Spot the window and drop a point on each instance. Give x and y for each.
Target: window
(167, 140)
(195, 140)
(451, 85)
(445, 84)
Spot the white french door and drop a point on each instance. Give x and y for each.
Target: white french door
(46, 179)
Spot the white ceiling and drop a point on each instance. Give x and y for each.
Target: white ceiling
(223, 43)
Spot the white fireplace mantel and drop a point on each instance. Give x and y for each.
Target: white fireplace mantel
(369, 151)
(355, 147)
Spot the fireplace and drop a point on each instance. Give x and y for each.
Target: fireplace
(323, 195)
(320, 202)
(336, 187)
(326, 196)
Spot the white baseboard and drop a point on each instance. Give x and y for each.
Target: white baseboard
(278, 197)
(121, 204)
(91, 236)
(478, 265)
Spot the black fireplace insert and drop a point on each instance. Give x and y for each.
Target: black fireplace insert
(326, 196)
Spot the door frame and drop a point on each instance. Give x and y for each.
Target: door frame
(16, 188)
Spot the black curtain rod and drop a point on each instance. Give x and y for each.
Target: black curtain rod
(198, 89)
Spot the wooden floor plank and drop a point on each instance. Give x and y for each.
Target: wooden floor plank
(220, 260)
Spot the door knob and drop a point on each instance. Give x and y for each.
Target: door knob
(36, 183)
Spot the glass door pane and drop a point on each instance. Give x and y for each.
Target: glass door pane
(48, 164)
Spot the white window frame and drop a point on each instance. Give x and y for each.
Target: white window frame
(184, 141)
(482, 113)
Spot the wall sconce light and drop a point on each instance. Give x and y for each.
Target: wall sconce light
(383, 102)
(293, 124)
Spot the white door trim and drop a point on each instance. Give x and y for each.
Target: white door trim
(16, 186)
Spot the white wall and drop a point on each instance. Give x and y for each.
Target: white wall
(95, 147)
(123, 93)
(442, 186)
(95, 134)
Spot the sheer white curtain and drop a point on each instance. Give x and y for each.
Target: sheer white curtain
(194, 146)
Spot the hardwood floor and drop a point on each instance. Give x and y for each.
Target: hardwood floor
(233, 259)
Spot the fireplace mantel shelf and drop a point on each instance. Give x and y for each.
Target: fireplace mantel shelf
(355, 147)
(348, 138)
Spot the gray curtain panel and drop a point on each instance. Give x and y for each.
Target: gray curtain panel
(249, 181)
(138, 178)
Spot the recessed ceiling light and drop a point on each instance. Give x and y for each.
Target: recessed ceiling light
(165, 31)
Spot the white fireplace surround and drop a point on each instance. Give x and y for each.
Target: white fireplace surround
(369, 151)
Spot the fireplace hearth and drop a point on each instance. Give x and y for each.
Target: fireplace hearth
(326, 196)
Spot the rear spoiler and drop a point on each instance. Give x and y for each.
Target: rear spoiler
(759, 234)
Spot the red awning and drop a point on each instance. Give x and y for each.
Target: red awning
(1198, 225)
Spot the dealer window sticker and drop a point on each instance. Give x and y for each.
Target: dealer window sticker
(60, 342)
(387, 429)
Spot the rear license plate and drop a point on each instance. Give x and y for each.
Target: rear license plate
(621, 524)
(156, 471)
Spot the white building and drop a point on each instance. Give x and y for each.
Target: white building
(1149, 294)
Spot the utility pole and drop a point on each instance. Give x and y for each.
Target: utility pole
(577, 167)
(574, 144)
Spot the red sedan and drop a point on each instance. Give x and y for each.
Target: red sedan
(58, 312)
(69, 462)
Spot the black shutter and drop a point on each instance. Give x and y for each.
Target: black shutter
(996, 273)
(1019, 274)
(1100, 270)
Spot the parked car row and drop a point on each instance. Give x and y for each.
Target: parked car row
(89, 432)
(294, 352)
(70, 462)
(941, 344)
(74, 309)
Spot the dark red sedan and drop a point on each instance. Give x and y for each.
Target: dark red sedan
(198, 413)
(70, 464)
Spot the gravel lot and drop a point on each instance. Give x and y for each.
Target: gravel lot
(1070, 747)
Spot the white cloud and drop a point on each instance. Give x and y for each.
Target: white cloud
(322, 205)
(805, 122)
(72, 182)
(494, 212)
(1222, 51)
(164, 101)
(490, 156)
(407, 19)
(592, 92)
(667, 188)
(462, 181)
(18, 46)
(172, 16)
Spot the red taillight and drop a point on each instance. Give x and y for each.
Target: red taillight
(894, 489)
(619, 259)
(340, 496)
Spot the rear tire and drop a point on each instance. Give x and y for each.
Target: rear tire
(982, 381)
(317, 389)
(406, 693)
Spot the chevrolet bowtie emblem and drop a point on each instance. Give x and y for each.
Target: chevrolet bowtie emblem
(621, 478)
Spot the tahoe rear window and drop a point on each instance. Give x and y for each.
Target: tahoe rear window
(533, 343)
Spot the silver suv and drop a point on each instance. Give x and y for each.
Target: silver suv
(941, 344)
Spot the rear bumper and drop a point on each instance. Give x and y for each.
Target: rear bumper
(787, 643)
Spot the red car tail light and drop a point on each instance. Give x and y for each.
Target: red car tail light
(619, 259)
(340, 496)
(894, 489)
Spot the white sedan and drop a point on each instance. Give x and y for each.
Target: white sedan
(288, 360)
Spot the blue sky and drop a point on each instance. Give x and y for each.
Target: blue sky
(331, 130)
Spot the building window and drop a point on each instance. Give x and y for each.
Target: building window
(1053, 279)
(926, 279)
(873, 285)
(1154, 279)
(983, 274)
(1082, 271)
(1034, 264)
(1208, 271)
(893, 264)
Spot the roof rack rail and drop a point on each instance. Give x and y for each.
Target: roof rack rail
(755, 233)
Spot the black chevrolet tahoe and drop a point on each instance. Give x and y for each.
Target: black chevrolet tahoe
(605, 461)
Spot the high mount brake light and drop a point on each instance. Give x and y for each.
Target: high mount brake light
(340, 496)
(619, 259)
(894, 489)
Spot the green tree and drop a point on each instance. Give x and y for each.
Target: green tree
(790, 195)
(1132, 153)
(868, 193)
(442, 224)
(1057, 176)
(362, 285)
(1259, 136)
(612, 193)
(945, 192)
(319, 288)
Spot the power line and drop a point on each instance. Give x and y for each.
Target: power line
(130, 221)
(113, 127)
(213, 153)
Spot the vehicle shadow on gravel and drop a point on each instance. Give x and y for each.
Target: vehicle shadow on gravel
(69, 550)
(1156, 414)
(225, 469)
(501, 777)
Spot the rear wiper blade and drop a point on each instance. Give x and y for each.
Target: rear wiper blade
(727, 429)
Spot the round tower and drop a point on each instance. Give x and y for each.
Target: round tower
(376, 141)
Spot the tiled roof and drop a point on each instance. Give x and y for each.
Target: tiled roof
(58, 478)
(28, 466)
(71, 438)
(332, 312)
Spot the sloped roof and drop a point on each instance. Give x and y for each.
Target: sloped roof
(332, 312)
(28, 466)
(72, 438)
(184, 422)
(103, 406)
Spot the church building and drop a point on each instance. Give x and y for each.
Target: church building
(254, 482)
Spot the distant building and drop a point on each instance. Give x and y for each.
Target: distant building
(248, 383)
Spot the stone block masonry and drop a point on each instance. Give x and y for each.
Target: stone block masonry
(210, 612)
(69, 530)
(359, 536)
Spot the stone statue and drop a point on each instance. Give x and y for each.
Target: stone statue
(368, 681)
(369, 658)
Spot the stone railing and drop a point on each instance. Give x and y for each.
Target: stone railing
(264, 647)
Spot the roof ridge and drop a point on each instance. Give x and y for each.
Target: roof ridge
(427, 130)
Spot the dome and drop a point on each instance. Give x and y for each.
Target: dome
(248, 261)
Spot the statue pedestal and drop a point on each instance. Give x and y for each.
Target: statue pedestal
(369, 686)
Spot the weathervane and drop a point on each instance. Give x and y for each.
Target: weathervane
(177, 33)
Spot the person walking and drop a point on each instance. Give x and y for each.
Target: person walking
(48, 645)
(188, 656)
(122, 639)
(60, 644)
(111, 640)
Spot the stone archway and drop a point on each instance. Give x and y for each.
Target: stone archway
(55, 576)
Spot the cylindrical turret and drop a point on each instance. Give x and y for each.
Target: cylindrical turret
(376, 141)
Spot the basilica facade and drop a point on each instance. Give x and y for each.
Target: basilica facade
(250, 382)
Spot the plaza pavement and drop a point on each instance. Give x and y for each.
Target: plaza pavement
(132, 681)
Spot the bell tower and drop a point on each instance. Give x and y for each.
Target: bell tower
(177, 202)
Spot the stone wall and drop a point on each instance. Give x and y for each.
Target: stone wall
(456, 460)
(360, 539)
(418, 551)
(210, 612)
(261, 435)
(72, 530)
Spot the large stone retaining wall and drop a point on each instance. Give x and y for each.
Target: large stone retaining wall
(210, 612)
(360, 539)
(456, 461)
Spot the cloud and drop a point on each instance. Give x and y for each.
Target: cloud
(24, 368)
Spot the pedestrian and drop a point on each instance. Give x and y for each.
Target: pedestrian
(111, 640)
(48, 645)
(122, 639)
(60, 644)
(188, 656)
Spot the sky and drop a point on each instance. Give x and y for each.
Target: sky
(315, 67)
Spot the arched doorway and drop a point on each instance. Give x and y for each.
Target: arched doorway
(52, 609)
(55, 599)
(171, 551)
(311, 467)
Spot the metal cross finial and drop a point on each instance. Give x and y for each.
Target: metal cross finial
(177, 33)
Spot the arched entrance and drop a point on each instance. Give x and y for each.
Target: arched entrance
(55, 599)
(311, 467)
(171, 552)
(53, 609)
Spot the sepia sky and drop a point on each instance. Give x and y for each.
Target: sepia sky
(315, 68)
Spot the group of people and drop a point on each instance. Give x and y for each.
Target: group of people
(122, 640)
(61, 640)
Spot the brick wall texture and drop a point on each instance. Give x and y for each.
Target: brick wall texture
+ + + + +
- The problem: Give the number of lines in the entries that contain "texture", and add nothing.

- Solution for this problem: 2